• What needs to be done
Repeat word for word the part of the text on nanoparticles against leukemia from "We have discovered" to "chick chorioallantoic membranes.".

Acute myeloid leukemia (AML) is a malignancy associated with poor prognosis. Particularly, older patients suffer greatly from the standard chemotherapy and have a 5-year survival of only 4%. Hence, new therapeutic agents with higher specificity and lower general cytotoxicity are urgently required.
We have discovered that positively charged amino-functionalized polystyrene nanoparticles (NP-PS+) induce accumulation of acidic vesicular organelles with elevated pH and impaired processing of procathepsin B leading to mTOR inhibition, activation of autophagy, and induction of caspase-dependent apoptosis in leukemia cells, but not in normal human macrophages. The antileukemic effect of NP-PS+ was also preserved in vivo, where NP-PS+ inhibited proliferation and induced apoptosis in leukemia xenografts grown on chick chorioallantoic membranes.
Similar to polystyrene particles, amino-functionalized gold nanoparticles (NP-Au+) exhibited selective cytotoxicity towards AML cell lines as well as primary patient-derived AML cells. Thus, NP-Au+ particles induced cell death in primary human leukemia cells and reduced their colony-forming potential, whereas normal hematopoietic cells remained unaffected by the treatment with NP-Au+. NP-Au+ targeted specifically the oxidative mitochondrial respiration, which is, different to normal hematopoietic cells, the main source of energy production in AML blasts and leukemic stem cells. Different to NP-Au+, conventional chemotherapeutics such as cytarabine act in a cell cycle-dependent manner and target only on proliferating AML blasts but not on quiescent leukemic stem cells. In agreement with the in vitro data, NP-Au+ exhibited antileukemic efficacy against primary human AML xenografted into mice applied either as monotherapy or as a cytarabine combination regimen in the absence of detectable adverse events.
Thus, this engineered nanomaterial that targets particularly resistant quiescent leukemic stem cells holds great promise as a novel nanotherapeutic for the treatment of acute myeloid leukemia independent of its cytogenetic profile.

• Extracted records
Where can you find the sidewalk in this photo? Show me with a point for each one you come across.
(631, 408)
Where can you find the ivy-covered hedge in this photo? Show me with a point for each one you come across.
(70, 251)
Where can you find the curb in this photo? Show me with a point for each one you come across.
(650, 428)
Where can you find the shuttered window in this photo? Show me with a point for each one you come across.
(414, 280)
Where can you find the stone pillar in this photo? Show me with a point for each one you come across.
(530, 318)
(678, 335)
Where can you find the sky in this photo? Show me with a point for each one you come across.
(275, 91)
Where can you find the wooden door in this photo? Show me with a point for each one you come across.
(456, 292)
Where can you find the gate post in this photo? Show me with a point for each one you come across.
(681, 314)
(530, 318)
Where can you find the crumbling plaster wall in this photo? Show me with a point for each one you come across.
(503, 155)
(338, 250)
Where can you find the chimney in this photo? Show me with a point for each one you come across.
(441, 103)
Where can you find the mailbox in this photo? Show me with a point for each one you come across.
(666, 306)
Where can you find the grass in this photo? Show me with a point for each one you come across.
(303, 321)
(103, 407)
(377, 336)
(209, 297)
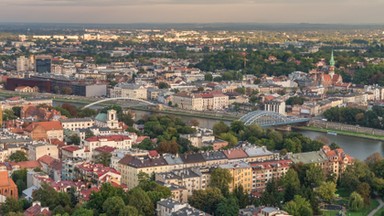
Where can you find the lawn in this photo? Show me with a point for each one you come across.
(380, 212)
(366, 210)
(330, 212)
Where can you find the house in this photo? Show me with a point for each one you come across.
(45, 130)
(27, 89)
(39, 150)
(37, 210)
(8, 188)
(51, 166)
(108, 120)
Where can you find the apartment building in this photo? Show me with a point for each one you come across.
(74, 124)
(190, 178)
(129, 90)
(39, 150)
(45, 130)
(241, 174)
(262, 172)
(115, 141)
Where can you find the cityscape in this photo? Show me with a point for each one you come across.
(137, 115)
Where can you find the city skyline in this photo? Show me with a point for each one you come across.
(187, 11)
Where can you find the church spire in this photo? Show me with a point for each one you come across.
(332, 61)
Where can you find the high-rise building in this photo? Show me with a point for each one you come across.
(22, 64)
(43, 64)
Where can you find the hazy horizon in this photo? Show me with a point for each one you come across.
(192, 11)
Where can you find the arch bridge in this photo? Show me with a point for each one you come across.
(117, 98)
(270, 119)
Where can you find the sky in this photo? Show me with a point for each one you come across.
(193, 11)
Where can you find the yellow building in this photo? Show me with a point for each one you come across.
(241, 173)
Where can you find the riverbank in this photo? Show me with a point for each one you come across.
(341, 132)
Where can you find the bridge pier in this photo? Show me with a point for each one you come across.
(285, 128)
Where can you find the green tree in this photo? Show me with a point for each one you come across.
(20, 179)
(139, 199)
(230, 138)
(221, 178)
(82, 212)
(326, 191)
(104, 158)
(206, 200)
(74, 139)
(10, 205)
(163, 85)
(208, 77)
(129, 211)
(228, 206)
(355, 202)
(113, 205)
(220, 128)
(298, 207)
(237, 126)
(291, 184)
(18, 156)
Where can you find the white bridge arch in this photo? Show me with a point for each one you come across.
(117, 98)
(268, 119)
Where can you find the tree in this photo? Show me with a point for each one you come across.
(221, 178)
(228, 206)
(314, 176)
(220, 128)
(291, 184)
(18, 156)
(17, 111)
(355, 202)
(113, 205)
(237, 126)
(208, 77)
(206, 200)
(74, 139)
(104, 158)
(168, 147)
(97, 199)
(20, 179)
(163, 85)
(10, 205)
(230, 138)
(241, 196)
(326, 191)
(82, 212)
(365, 191)
(89, 133)
(298, 207)
(50, 197)
(146, 144)
(129, 211)
(139, 199)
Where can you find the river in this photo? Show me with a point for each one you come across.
(359, 148)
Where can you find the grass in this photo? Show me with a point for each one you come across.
(347, 133)
(330, 212)
(380, 212)
(366, 210)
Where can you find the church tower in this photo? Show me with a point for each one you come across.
(112, 121)
(331, 71)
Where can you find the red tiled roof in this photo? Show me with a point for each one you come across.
(26, 164)
(108, 137)
(235, 153)
(105, 149)
(51, 125)
(153, 153)
(70, 148)
(46, 159)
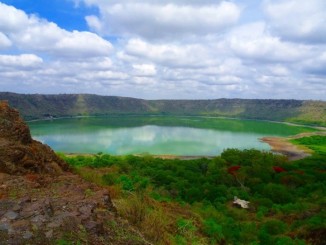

• Solution for this exercise
We have discovered that positively charged amino-functionalized polystyrene nanoparticles (NP-PS+) induce accumulation of acidic vesicular organelles with elevated pH and impaired processing of procathepsin B leading to mTOR inhibition, activation of autophagy, and induction of caspase-dependent apoptosis in leukemia cells, but not in normal human macrophages. The antileukemic effect of NP-PS+ was also preserved in vivo, where NP-PS+ inhibited proliferation and induced apoptosis in leukemia xenografts grown on chick chorioallantoic membranes.